# EXERCISE DETAILS:
Switch "evergreen tree" to "pine tree" throughout the lines of all the entries below, changing nothing else. Leave out the pictures when you reproduce them.

# Recorded data:
## begin

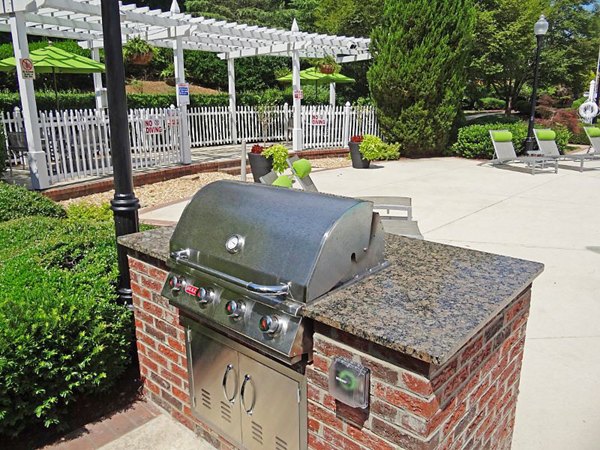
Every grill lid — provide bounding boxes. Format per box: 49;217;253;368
170;181;384;302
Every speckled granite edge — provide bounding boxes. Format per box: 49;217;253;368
118;226;175;262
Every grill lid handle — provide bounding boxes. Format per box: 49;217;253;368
171;248;290;297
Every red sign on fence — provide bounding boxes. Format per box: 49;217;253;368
144;119;162;134
310;115;327;125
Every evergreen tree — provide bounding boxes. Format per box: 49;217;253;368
368;0;475;157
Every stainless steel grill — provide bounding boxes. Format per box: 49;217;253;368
163;181;384;363
162;181;385;450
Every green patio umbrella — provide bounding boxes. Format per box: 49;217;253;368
0;45;104;109
277;67;355;94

## end

# EXERCISE ANSWER:
Every grill lid — provide bounding boxes. Format per box: 49;217;253;368
170;181;384;302
Every speckled granite edge — provide bounding boxes. Format per box: 49;217;253;368
118;226;175;262
Every grill lid handle — provide bounding boxes. Format per box: 49;217;253;368
171;248;290;297
Every red sign on fence — provide bounding boxes. Format per box: 49;217;253;368
144;119;162;134
310;115;327;125
Every pine tree — provide bounding boxes. Format per box: 49;217;253;368
368;0;475;157
Every stainless steel grill — provide bounding boxes. Format per box: 49;217;253;368
163;181;384;363
162;181;385;450
Every green patio umbrella — provide bounding boxes. Format per box: 49;217;253;368
0;45;104;109
277;67;355;94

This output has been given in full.